#### Records of boundary annotations:
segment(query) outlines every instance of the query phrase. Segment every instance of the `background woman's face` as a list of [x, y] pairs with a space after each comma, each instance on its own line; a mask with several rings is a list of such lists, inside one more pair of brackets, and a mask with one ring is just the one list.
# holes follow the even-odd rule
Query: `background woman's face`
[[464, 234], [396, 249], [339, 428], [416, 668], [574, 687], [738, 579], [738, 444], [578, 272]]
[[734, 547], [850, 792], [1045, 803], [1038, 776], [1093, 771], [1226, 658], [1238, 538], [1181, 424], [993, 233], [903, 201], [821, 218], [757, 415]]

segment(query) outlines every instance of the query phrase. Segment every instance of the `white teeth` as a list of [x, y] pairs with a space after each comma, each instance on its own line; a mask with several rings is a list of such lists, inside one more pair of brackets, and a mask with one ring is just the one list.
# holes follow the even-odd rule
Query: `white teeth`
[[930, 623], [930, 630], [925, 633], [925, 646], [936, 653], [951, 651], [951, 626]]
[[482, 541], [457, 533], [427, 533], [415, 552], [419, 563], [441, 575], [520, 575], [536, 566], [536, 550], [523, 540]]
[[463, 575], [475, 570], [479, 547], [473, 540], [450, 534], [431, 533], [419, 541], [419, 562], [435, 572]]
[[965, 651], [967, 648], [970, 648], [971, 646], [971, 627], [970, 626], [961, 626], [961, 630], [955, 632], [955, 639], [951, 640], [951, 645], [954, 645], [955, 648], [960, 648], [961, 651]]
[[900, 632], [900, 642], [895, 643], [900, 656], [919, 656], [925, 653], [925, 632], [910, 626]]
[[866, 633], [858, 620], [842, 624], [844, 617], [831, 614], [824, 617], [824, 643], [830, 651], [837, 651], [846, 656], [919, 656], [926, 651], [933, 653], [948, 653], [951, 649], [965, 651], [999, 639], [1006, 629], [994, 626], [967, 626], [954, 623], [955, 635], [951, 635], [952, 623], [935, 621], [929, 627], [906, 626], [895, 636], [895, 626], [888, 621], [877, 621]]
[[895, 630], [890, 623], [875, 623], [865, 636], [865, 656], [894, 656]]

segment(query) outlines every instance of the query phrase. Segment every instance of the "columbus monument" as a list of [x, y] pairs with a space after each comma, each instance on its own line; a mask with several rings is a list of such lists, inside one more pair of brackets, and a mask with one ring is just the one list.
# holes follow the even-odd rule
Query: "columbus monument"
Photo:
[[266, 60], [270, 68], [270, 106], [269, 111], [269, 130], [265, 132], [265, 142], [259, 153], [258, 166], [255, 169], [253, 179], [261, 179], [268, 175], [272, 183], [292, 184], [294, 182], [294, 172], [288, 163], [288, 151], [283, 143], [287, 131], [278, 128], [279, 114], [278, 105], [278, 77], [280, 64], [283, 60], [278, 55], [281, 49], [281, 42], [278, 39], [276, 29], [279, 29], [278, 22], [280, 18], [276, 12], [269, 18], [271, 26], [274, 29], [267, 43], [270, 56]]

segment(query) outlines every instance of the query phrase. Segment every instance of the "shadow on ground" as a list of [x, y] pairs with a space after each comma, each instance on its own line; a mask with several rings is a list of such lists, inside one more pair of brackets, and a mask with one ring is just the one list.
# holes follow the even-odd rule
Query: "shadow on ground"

#### What is asked:
Reproduce all of the material above line for line, with no changes.

#### Solution:
segment(query) outlines every instance of the query phrase. Segment every instance of the `background woman's face` as a list of [x, y] pairs with a space after each comma, each instance on its own line; a mask with several rings is a list of such lists, inside one more pair of brackets, and a mask with one ring is just the one list.
# holes follow the even-odd rule
Query: `background woman's face`
[[464, 234], [396, 249], [339, 428], [416, 668], [574, 687], [738, 579], [738, 444], [578, 272]]
[[734, 547], [850, 792], [1045, 803], [1038, 776], [1093, 771], [1226, 658], [1238, 538], [1181, 424], [993, 233], [903, 201], [821, 218], [757, 415]]

segment(query) outlines every instance of the query phrase. Segment every instance of the `white teeth` as a list of [x, y] pairs with a space after each comma, each instance on its own line; a mask with several rings is a list of such lists, inside one more pair of brackets, and a mask with one ring is just the one list.
# holes follow the even-odd rule
Query: `white teeth`
[[930, 623], [930, 630], [925, 633], [925, 646], [936, 653], [951, 651], [951, 626]]
[[482, 541], [457, 533], [427, 533], [415, 552], [419, 563], [441, 575], [520, 575], [536, 566], [536, 550], [523, 540]]
[[463, 575], [475, 570], [479, 547], [473, 540], [450, 534], [431, 533], [419, 541], [419, 562], [435, 572]]
[[965, 651], [967, 648], [970, 648], [971, 646], [971, 627], [970, 626], [961, 626], [961, 630], [955, 632], [955, 639], [951, 640], [951, 645], [954, 645], [955, 648], [960, 648], [961, 651]]
[[900, 632], [900, 642], [895, 643], [900, 656], [919, 656], [925, 653], [925, 632], [910, 626]]
[[866, 633], [858, 620], [842, 624], [844, 617], [831, 614], [824, 617], [824, 643], [830, 651], [837, 651], [846, 656], [919, 656], [926, 651], [933, 653], [948, 653], [951, 649], [965, 651], [999, 639], [1006, 629], [994, 626], [967, 626], [954, 623], [955, 635], [951, 635], [952, 623], [935, 621], [929, 627], [906, 626], [895, 636], [895, 626], [888, 621], [877, 621]]
[[895, 630], [890, 623], [875, 623], [865, 636], [865, 656], [894, 656]]

segment(query) outlines every instance of the query phrase. Segment every instance of the "columbus monument" as a list of [x, y] pairs with a space after each comma, each instance on its own line; a mask with several rings is a list of such lists, inside one more pair of brackets, and a mask with one ring is just the one list.
# holes follow the even-odd rule
Query: "columbus monument"
Photo:
[[266, 60], [270, 68], [270, 106], [269, 111], [269, 130], [265, 132], [265, 142], [259, 153], [258, 166], [255, 169], [253, 179], [261, 179], [268, 175], [272, 183], [292, 184], [294, 182], [294, 172], [288, 163], [288, 151], [283, 143], [287, 131], [278, 128], [279, 114], [278, 105], [278, 77], [280, 64], [283, 60], [278, 55], [281, 49], [281, 42], [278, 39], [276, 29], [279, 29], [278, 22], [280, 18], [276, 12], [269, 18], [271, 26], [274, 29], [267, 43], [270, 56]]

segment(query) outlines every instance of the query phrase. Segment every instance of the "shadow on ground" as a list of [x, y] pairs with a space after each comma, each instance on its own line; a mask with several rings is a list of such lists, inside one more pair of brackets, and a mask with one ring is just the one list.
# holes follow the even-odd rule
Query: "shadow on ground"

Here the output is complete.